===== DATA TO USE =====

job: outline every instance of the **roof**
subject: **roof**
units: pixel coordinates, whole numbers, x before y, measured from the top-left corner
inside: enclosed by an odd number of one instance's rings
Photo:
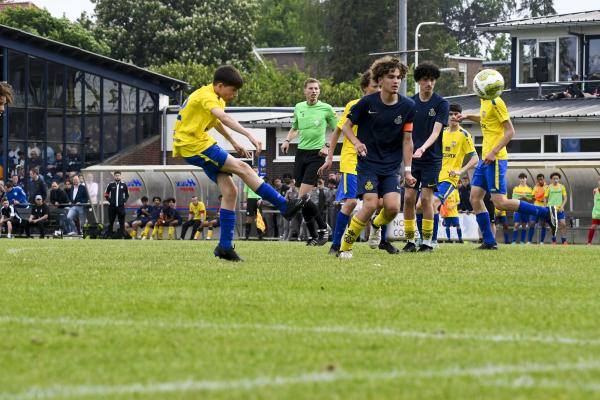
[[[39,8],[30,1],[20,1],[16,3],[0,3],[0,10],[4,8]]]
[[[557,87],[546,89],[544,94],[560,90]],[[480,100],[474,94],[449,96],[450,103],[459,103],[465,114],[479,114]],[[600,120],[600,98],[538,100],[537,89],[506,90],[502,94],[513,120]],[[341,109],[336,109],[339,111]],[[245,121],[241,124],[248,128],[291,128],[293,115]]]
[[[0,46],[37,55],[40,58],[57,63],[67,64],[86,72],[100,74],[97,69],[103,68],[108,73],[108,75],[104,74],[107,77],[122,80],[115,77],[115,75],[120,75],[121,78],[123,75],[126,75],[132,78],[130,80],[144,81],[151,84],[154,86],[155,91],[161,88],[162,90],[159,91],[161,93],[174,94],[190,86],[187,82],[152,72],[130,63],[115,60],[6,25],[0,25]],[[139,83],[141,82],[132,84]]]
[[[301,54],[306,53],[306,47],[257,47],[260,55],[266,54]]]
[[[449,60],[464,60],[464,61],[485,61],[482,57],[461,56],[460,54],[444,54]]]
[[[509,32],[520,28],[535,28],[548,25],[585,26],[599,24],[600,10],[595,10],[570,14],[547,15],[544,17],[487,22],[485,24],[477,24],[475,30],[484,32]]]

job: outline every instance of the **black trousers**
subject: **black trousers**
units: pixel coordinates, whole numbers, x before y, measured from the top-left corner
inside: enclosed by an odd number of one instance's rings
[[[121,232],[122,237],[125,236],[125,207],[108,206],[108,225],[104,232],[105,237],[112,236],[113,224],[116,218],[119,218],[119,232]]]
[[[190,240],[194,239],[194,235],[196,234],[196,231],[198,230],[200,225],[202,225],[202,221],[200,221],[199,219],[192,219],[190,221],[185,221],[183,223],[183,225],[181,225],[181,238],[185,239],[185,234],[187,233],[188,228],[191,226],[192,227],[192,236],[190,236]]]
[[[31,228],[37,228],[40,233],[41,238],[43,238],[45,236],[47,224],[48,224],[48,220],[38,221],[38,222],[29,222],[29,221],[23,220],[23,222],[21,223],[21,225],[23,226],[23,230],[25,231],[25,234],[27,235],[27,237],[31,236]]]

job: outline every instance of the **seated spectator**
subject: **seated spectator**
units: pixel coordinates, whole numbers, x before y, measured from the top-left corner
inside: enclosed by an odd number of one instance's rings
[[[17,212],[15,206],[8,202],[8,199],[2,201],[2,209],[0,210],[0,235],[2,227],[6,224],[6,237],[12,239],[13,229],[17,229],[21,225],[21,216]]]
[[[76,235],[77,231],[83,232],[83,225],[85,224],[87,216],[87,206],[89,205],[90,199],[87,194],[85,186],[79,182],[79,177],[75,175],[73,177],[73,187],[70,190],[66,190],[69,203],[72,205],[67,213],[68,232],[67,235]],[[79,220],[79,225],[76,227],[75,219]]]
[[[37,196],[42,196],[42,199],[46,200],[48,187],[46,186],[46,182],[44,182],[40,176],[40,170],[38,167],[34,167],[29,170],[27,194],[29,195],[29,202],[31,204],[35,203],[35,198]]]
[[[202,224],[206,219],[206,206],[202,201],[198,200],[198,196],[192,196],[192,201],[189,204],[188,220],[181,226],[181,236],[179,239],[184,240],[185,234],[189,227],[192,227],[190,240],[195,238],[196,232],[202,232]],[[200,235],[198,235],[200,236]]]
[[[69,182],[69,188],[71,187],[71,182]],[[52,216],[58,220],[58,225],[62,232],[66,232],[66,217],[67,212],[65,211],[65,207],[69,203],[69,198],[67,197],[67,193],[62,190],[58,186],[58,182],[54,181],[50,185],[50,205],[52,206]]]
[[[167,230],[167,240],[175,239],[175,227],[181,225],[181,215],[177,211],[177,200],[171,197],[167,199],[165,204],[165,226],[168,227]]]
[[[50,209],[44,203],[42,196],[37,195],[34,199],[35,204],[31,207],[31,215],[29,220],[24,224],[25,233],[27,237],[31,237],[31,228],[36,227],[40,232],[40,239],[43,239],[46,232],[46,226],[48,225],[48,218],[50,218]]]
[[[562,92],[548,93],[544,96],[547,100],[559,100],[559,99],[578,99],[584,97],[596,97],[590,93],[584,93],[579,87],[579,75],[573,75],[572,82]]]
[[[206,235],[206,240],[211,240],[213,237],[214,228],[218,228],[221,226],[221,200],[223,199],[223,195],[219,195],[219,208],[217,208],[217,213],[213,219],[208,221],[208,234]],[[287,221],[287,220],[286,220]],[[194,239],[199,239],[199,237],[195,237]]]
[[[148,220],[148,222],[146,223],[146,226],[144,227],[144,231],[142,232],[142,240],[146,240],[146,239],[150,239],[152,240],[154,238],[154,234],[156,233],[156,235],[158,235],[158,230],[154,230],[155,225],[161,221],[161,217],[162,217],[162,200],[160,197],[158,196],[154,196],[152,198],[152,205],[150,207],[148,207],[148,212],[150,213],[150,219]],[[152,233],[150,233],[152,232]]]
[[[135,212],[135,219],[129,222],[125,222],[125,232],[131,236],[132,239],[138,239],[138,228],[146,226],[150,221],[150,206],[148,205],[148,197],[143,196],[141,198],[142,205]]]
[[[5,193],[6,193],[6,186],[4,186],[4,181],[0,180],[0,199],[4,198]]]
[[[14,186],[12,182],[6,184],[6,199],[11,206],[27,208],[27,195],[20,186]]]
[[[460,203],[458,203],[458,211],[470,214],[473,212],[473,206],[471,205],[471,180],[468,176],[462,176],[460,178],[458,186],[458,195],[460,197]]]

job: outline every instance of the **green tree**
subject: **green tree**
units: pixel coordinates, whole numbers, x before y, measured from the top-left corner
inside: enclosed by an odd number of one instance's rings
[[[92,0],[96,34],[111,55],[140,66],[176,60],[247,64],[256,0]]]
[[[256,27],[257,47],[306,45],[307,0],[260,0]]]
[[[94,53],[110,54],[109,46],[96,39],[84,26],[65,17],[55,18],[46,9],[5,8],[0,12],[0,24]]]
[[[510,58],[510,38],[503,33],[494,40],[494,45],[490,50],[490,60],[508,60]]]
[[[524,18],[556,14],[554,0],[521,0],[518,11]]]

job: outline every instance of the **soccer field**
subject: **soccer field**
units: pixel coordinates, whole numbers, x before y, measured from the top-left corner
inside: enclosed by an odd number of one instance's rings
[[[0,240],[0,399],[600,398],[595,246]]]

=====

* _WHAT TO DO_
With the pictures set aside, copy each line above as written.

* _ANSWER SPACE_
job: outline every instance of the **roof**
subject: **roof**
units: pixel coordinates, whole numbers, x before y, measured from the top-left corner
inside: enclosed by an odd number of one instance's rings
Photo:
[[[39,8],[30,1],[20,1],[16,3],[0,3],[0,10],[4,8]]]
[[[557,87],[546,89],[544,94],[560,90]],[[480,100],[474,94],[449,96],[450,103],[459,103],[465,114],[479,114]],[[600,120],[600,98],[538,100],[537,89],[506,90],[502,94],[513,120]],[[341,109],[336,109],[339,111]],[[245,121],[241,124],[248,128],[291,128],[293,115]]]
[[[0,46],[37,55],[40,58],[57,63],[67,64],[86,72],[100,74],[97,69],[103,68],[108,73],[108,75],[104,74],[107,77],[122,80],[115,77],[115,75],[120,75],[121,78],[123,75],[126,75],[132,78],[130,80],[144,81],[151,84],[154,86],[155,91],[161,88],[162,90],[159,91],[161,93],[174,94],[190,86],[187,82],[152,72],[130,63],[115,60],[6,25],[0,25]],[[139,83],[141,82],[132,84]]]
[[[301,54],[306,53],[306,47],[257,47],[260,55],[266,54]]]
[[[449,60],[464,60],[464,61],[485,61],[482,57],[461,56],[460,54],[444,54]]]
[[[509,32],[520,28],[535,28],[548,25],[585,26],[599,24],[600,10],[595,10],[570,14],[547,15],[544,17],[487,22],[485,24],[477,24],[475,30],[484,32]]]

job: outline every instance of the **black trousers**
subject: **black trousers**
units: pixel coordinates, whole numbers, x before y, measured from the top-left corner
inside: enclosed by an odd number of one instance's rings
[[[121,232],[122,237],[125,236],[125,207],[108,206],[108,225],[104,232],[105,237],[112,236],[113,224],[116,218],[119,218],[119,232]]]
[[[190,240],[194,239],[194,235],[196,234],[196,231],[198,230],[200,225],[202,225],[202,221],[200,221],[199,219],[192,219],[190,221],[185,221],[183,223],[183,225],[181,225],[181,238],[185,239],[185,234],[187,233],[188,228],[191,226],[192,227],[192,236],[190,236]]]
[[[31,228],[37,228],[40,233],[41,238],[43,238],[45,236],[47,224],[48,224],[48,220],[38,221],[38,222],[29,222],[29,221],[23,220],[23,222],[21,223],[21,225],[23,226],[23,230],[25,231],[25,234],[27,235],[27,237],[31,236]]]

job: outline every instance of the **seated spectator**
subject: **seated spectator**
units: pixel coordinates, whole numbers, x before y, measured from the top-left corner
inside: enclosed by an odd number of one instance's rings
[[[17,212],[15,206],[8,202],[8,199],[2,201],[2,209],[0,210],[0,235],[2,227],[6,224],[6,237],[12,239],[13,229],[17,229],[21,225],[21,216]]]
[[[76,235],[77,231],[83,232],[83,225],[85,224],[87,216],[87,206],[89,205],[90,199],[87,194],[85,186],[79,182],[79,177],[75,175],[73,177],[73,187],[70,190],[66,190],[69,203],[72,205],[67,213],[68,232],[67,235]],[[79,220],[79,225],[76,227],[75,219]]]
[[[37,196],[42,196],[42,199],[46,200],[48,187],[46,186],[46,182],[44,182],[40,176],[40,170],[38,167],[34,167],[29,170],[27,194],[29,195],[29,202],[31,204],[35,203],[35,198]]]
[[[202,224],[206,219],[206,206],[202,201],[198,200],[198,196],[192,196],[192,201],[189,204],[188,220],[181,226],[181,236],[179,239],[184,240],[185,234],[189,227],[192,227],[190,240],[195,238],[196,232],[202,232]],[[200,235],[198,235],[200,236]]]
[[[69,182],[69,188],[71,187],[71,182]],[[52,216],[58,220],[58,225],[62,232],[66,232],[66,217],[67,212],[65,211],[65,207],[69,203],[69,198],[67,197],[67,193],[62,190],[58,186],[58,182],[54,181],[50,185],[50,205],[52,206]]]
[[[167,230],[167,240],[175,239],[175,227],[181,225],[181,215],[177,211],[177,200],[171,197],[167,199],[165,204],[165,226],[168,227]]]
[[[50,209],[44,203],[42,196],[37,195],[34,199],[35,204],[31,207],[31,215],[29,220],[24,224],[25,233],[27,237],[31,237],[31,228],[36,227],[40,232],[40,239],[43,239],[46,232],[46,226],[48,225],[48,218],[50,218]]]
[[[562,92],[548,93],[544,96],[547,100],[559,100],[559,99],[578,99],[584,97],[596,97],[590,93],[584,93],[579,87],[579,75],[573,75],[572,82]]]
[[[206,235],[206,240],[211,240],[213,237],[214,228],[218,228],[221,226],[221,200],[223,199],[223,195],[219,195],[219,208],[217,208],[217,213],[213,219],[208,221],[208,234]],[[287,221],[287,220],[286,220]],[[194,239],[199,239],[199,237],[195,237]]]
[[[148,220],[148,222],[146,223],[146,226],[144,227],[144,231],[142,232],[142,240],[146,240],[146,239],[150,239],[152,240],[154,238],[154,234],[156,233],[156,235],[158,235],[158,230],[154,230],[155,225],[161,221],[161,217],[162,217],[162,200],[160,197],[158,196],[154,196],[152,198],[152,205],[150,207],[148,207],[148,212],[150,213],[150,219]],[[152,233],[150,233],[152,232]]]
[[[135,212],[135,219],[129,222],[125,222],[125,232],[131,236],[132,239],[138,239],[138,228],[146,226],[150,221],[150,206],[148,205],[148,197],[143,196],[141,198],[142,205]]]
[[[5,193],[6,193],[6,186],[4,186],[4,181],[0,180],[0,199],[4,198]]]
[[[14,186],[12,182],[6,184],[6,199],[11,206],[27,208],[27,195],[20,186]]]
[[[460,203],[458,203],[458,211],[470,214],[473,212],[473,206],[471,205],[471,180],[468,176],[462,176],[460,178],[458,186],[458,195],[460,197]]]

job: outline every instance of the **green tree**
subject: **green tree**
units: pixel coordinates, whole numbers, x before y, measured from the top-left corner
inside: enclosed by an odd number of one instance's rings
[[[92,0],[96,34],[111,55],[140,66],[176,60],[247,64],[256,0]]]
[[[256,27],[257,47],[306,45],[307,0],[260,0]]]
[[[94,53],[110,54],[109,46],[96,39],[84,26],[65,17],[55,18],[46,9],[5,8],[0,12],[0,24]]]
[[[510,58],[510,38],[503,33],[494,40],[494,45],[490,50],[490,60],[508,60]]]
[[[524,18],[556,14],[554,0],[521,0],[518,11]]]

job: outline every instance of the **soccer field**
subject: **soccer field**
units: pixel coordinates, whole numbers, x before y, measured from the top-left corner
inside: enclosed by an odd number of one instance's rings
[[[0,240],[0,399],[600,398],[595,246]]]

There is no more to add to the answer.